**EXERCISE**. Put the lines of the entries below into a numbered list, starting at the line that contains "Identify the man's hand" and running through the last line of the entries, both ends included. Omit blank lines.

[Dataset entries]
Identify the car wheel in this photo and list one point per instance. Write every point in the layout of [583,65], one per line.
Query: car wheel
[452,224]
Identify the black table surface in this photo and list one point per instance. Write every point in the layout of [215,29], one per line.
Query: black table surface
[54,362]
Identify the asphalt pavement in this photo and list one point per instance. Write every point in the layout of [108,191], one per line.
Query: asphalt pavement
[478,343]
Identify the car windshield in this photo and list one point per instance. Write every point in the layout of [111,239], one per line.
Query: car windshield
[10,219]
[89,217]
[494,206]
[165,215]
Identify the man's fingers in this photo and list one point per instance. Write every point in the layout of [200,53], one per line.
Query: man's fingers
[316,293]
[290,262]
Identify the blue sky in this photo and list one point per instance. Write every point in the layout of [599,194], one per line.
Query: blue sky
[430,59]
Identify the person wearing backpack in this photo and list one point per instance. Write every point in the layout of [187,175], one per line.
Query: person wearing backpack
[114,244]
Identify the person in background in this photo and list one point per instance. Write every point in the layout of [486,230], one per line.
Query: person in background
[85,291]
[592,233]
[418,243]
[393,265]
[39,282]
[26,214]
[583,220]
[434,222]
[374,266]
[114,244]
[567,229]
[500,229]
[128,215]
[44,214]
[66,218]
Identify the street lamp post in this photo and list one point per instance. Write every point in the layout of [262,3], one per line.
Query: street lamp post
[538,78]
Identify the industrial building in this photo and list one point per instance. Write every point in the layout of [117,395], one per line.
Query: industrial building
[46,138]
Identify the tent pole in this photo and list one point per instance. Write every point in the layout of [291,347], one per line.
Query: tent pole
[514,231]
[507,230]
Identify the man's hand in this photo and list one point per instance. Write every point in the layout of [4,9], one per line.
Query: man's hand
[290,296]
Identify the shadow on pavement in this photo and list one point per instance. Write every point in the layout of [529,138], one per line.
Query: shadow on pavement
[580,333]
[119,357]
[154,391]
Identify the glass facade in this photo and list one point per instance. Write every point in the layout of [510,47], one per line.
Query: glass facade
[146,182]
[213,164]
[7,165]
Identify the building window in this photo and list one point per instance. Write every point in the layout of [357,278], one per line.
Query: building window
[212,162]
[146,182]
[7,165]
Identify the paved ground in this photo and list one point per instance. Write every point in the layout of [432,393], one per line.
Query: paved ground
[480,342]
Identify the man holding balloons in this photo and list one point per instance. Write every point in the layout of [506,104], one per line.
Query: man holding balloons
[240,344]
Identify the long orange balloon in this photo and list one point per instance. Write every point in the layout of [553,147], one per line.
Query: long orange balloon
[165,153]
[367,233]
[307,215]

**ANSWER TO THIS PROBLEM**.
1. Identify the man's hand in this photo and list one point per instance. Write every point in the layout of [4,9], one per line.
2. Query: man's hand
3. [290,296]
4. Identify the shadow on pavement in this photo and list one point per instance. Write every point in the layout of [529,138], one per line.
5. Query: shadow on pavement
6. [580,333]
7. [119,357]
8. [154,391]
9. Identify the glass facade in this photo and list one point per instance. Write every point in the layout of [510,47], one per line.
10. Query: glass facade
11. [146,182]
12. [213,164]
13. [7,165]
14. Identify the building window in this photo and list one point per instance. Write every point in the layout of [357,278], one per line.
15. Query: building window
16. [212,162]
17. [146,182]
18. [7,165]
19. Identify the paved ground in this photo and list one point per instance. Write every point in the layout of [432,393], one per line.
20. Query: paved ground
21. [480,342]
22. Identify the man holding balloons in this photo and list one point per instance. Write every point in the layout of [506,104], one per line.
23. Query: man holding balloons
24. [240,344]
25. Identify the long orange balloon in this photo and list one point per instance. Write every point in the layout of [553,147], one per line.
26. Query: long orange balloon
27. [165,153]
28. [367,233]
29. [307,215]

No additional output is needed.